**DATA PROVIDED**:
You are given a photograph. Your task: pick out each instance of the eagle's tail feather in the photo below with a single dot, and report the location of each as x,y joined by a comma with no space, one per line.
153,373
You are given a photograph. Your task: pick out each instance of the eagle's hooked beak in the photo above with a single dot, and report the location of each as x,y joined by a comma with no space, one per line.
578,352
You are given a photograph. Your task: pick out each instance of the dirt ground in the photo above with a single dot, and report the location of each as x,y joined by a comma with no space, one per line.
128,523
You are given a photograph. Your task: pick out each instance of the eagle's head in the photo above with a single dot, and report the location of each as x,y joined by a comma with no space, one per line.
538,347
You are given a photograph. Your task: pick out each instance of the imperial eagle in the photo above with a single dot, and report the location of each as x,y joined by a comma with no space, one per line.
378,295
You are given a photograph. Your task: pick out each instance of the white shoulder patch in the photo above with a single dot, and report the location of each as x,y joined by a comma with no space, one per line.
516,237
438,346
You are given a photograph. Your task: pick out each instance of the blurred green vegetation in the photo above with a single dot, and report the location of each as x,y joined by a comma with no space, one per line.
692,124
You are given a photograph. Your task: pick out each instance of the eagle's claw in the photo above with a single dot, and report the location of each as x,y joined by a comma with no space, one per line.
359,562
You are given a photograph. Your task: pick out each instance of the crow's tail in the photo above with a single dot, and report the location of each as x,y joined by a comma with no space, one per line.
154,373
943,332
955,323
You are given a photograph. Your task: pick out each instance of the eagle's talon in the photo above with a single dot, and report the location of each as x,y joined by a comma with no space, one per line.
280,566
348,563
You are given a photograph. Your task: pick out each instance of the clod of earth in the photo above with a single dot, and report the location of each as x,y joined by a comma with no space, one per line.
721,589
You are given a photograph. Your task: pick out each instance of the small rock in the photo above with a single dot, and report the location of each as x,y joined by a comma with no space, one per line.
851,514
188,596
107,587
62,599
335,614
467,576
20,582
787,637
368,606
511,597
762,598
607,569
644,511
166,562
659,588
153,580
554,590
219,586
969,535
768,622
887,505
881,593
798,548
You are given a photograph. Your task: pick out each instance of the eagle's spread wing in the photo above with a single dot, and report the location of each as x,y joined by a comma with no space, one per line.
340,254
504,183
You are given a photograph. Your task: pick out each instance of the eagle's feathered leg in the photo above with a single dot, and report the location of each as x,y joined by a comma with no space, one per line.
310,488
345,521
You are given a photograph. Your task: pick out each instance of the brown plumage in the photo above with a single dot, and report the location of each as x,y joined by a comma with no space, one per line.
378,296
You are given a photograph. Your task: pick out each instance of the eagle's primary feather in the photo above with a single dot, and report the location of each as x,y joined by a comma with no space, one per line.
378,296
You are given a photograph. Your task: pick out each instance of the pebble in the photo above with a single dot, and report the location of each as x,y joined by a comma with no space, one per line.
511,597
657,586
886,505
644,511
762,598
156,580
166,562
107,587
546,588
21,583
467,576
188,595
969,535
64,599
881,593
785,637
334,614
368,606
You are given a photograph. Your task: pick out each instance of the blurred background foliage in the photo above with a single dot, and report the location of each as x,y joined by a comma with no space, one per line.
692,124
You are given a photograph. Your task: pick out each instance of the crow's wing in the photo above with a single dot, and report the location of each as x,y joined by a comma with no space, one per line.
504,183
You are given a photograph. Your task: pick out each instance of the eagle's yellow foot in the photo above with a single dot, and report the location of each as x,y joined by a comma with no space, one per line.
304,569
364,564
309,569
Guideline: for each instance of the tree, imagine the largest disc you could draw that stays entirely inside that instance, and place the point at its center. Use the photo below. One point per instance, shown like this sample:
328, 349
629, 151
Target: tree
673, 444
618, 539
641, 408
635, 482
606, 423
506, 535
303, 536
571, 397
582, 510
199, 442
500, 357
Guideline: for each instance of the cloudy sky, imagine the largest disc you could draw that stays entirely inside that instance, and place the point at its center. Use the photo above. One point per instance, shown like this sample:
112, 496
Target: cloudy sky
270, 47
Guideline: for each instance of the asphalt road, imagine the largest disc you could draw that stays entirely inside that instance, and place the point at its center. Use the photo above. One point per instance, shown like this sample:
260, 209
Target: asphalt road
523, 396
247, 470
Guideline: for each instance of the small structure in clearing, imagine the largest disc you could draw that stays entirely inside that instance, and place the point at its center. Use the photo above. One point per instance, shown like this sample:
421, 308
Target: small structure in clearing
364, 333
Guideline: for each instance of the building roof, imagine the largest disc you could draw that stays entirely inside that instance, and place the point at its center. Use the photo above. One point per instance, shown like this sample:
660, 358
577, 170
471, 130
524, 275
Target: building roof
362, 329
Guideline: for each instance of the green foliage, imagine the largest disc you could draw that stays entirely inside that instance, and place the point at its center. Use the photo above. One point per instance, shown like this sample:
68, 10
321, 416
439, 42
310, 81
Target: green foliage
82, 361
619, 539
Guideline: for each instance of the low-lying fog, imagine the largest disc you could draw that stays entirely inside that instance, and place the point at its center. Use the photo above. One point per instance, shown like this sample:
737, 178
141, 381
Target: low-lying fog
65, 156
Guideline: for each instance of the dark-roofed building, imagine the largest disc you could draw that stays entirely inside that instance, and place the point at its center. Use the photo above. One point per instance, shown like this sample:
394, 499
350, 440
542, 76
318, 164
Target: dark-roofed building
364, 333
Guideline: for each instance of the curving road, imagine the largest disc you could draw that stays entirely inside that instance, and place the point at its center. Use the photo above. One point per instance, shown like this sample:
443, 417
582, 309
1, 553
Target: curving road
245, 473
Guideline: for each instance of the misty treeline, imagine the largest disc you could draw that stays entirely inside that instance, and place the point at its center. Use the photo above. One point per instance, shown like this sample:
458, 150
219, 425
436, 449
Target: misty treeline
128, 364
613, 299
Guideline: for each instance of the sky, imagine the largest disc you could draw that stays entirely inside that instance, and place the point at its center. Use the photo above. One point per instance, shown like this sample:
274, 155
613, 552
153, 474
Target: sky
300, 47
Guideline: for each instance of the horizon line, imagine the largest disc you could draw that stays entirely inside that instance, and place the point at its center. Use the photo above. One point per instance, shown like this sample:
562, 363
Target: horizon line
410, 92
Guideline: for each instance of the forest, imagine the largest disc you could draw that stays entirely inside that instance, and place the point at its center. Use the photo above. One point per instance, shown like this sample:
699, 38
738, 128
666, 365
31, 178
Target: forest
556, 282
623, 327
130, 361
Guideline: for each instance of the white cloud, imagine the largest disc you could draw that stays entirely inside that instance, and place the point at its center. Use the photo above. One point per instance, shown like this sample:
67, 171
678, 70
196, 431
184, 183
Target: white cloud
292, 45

---

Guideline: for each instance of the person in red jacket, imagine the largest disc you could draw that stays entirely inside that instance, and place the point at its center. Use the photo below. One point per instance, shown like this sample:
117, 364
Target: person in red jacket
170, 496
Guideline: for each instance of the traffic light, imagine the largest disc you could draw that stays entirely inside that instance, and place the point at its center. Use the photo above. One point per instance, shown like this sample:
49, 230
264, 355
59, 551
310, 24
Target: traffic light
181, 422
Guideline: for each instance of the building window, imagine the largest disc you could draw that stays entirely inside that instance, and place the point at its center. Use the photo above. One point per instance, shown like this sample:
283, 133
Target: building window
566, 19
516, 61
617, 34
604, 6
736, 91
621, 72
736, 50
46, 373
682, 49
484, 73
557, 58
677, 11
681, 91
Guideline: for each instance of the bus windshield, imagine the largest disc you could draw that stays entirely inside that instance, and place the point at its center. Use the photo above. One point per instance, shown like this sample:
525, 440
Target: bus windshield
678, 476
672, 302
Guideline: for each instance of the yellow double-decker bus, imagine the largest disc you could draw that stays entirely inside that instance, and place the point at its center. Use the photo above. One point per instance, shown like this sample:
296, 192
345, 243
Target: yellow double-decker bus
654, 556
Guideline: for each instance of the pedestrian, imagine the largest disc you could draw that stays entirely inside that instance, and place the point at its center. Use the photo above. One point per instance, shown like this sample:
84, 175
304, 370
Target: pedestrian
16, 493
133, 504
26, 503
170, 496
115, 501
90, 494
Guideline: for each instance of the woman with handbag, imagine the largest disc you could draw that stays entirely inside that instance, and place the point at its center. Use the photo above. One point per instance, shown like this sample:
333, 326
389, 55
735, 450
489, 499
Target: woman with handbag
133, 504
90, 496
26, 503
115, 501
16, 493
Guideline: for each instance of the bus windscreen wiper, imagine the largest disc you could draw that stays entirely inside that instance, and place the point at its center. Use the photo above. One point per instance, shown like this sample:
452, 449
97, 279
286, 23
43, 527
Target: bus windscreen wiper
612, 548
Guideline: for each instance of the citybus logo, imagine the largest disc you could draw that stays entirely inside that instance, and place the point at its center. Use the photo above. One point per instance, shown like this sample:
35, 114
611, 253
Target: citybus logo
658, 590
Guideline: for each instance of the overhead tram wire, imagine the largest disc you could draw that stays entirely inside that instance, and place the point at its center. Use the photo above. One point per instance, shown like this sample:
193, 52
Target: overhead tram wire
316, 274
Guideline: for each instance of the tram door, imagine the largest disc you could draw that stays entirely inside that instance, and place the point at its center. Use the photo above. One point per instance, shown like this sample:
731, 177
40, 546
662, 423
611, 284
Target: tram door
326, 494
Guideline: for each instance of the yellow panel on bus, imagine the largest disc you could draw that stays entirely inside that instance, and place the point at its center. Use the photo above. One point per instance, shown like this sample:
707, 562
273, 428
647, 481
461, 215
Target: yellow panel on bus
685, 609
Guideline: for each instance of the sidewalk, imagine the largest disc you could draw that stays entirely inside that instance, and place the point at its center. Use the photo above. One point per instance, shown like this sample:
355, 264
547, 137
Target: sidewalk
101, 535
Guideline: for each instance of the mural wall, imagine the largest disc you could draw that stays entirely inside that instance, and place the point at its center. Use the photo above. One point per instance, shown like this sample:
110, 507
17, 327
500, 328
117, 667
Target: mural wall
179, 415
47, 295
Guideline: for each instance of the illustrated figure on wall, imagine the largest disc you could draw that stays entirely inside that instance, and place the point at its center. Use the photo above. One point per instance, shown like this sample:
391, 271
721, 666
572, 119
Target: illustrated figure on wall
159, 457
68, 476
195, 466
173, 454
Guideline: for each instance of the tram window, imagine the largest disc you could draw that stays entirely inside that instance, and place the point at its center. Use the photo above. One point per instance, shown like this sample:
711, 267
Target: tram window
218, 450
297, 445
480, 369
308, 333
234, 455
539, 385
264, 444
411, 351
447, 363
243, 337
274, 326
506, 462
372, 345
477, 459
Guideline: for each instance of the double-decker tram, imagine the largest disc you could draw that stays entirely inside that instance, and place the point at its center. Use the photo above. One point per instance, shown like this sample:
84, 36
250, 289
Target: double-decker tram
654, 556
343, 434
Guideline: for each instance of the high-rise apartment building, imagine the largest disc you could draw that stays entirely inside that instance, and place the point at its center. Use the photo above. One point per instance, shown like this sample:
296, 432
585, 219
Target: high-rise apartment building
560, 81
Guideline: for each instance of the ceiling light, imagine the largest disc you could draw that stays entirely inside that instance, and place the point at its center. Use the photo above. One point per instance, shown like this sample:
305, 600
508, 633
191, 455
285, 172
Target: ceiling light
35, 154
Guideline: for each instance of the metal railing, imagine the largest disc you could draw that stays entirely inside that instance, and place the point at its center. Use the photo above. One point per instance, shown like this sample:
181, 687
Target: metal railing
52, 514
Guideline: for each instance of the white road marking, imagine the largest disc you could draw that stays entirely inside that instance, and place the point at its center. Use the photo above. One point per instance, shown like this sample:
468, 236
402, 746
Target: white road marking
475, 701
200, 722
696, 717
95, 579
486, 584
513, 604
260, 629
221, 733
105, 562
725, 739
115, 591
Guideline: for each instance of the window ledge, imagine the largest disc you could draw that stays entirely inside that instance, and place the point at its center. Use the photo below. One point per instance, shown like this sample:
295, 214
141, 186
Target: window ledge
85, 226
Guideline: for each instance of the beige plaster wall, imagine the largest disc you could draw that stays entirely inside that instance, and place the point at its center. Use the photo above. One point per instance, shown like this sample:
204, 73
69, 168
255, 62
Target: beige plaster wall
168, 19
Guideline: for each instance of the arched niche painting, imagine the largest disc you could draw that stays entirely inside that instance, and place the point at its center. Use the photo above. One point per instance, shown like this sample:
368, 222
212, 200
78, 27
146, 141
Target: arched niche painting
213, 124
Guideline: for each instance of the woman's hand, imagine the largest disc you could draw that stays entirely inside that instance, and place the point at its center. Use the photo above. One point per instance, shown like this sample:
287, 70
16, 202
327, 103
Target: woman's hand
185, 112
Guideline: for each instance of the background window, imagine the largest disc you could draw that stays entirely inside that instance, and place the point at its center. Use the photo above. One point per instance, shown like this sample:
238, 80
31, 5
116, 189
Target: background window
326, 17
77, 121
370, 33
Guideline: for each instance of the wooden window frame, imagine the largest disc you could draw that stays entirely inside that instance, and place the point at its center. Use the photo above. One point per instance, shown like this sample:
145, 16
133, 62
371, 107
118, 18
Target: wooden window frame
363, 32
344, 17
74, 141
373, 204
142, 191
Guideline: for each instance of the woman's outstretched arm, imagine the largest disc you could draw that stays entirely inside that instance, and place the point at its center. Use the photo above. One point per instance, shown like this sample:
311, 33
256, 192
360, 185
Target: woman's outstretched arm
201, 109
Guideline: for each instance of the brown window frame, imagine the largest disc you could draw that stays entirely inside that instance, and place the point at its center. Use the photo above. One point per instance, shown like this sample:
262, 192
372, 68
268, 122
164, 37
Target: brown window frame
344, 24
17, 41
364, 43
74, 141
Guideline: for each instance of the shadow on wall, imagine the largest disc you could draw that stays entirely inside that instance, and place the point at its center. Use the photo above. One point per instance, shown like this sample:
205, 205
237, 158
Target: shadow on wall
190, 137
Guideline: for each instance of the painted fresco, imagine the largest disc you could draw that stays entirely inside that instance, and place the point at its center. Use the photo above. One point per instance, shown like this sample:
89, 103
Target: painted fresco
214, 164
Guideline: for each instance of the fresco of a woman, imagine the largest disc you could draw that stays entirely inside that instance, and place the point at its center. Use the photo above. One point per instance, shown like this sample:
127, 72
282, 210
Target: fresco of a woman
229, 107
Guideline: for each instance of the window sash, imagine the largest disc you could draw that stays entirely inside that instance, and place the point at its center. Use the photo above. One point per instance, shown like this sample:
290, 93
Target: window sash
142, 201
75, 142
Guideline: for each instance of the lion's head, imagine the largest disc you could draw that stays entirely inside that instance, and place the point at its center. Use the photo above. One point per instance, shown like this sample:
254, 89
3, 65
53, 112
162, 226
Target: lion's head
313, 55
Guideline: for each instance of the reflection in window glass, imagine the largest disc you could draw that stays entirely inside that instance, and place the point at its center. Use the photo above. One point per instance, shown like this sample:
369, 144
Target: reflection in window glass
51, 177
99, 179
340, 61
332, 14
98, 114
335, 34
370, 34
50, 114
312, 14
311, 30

**TASK TO CARRY OUT**: Locate every line in the material above that contains the string "wire", and copy each of those lines in full. Case counts when matching.

**OUTPUT BELOW**:
Guideline: for each instance of the overhead tram wire, imagine the largest disc you could draw that stays entirely inside that instance, and place the point at its center. Use the photo above. One point per instance, shown like this sample:
Target: overhead tram wire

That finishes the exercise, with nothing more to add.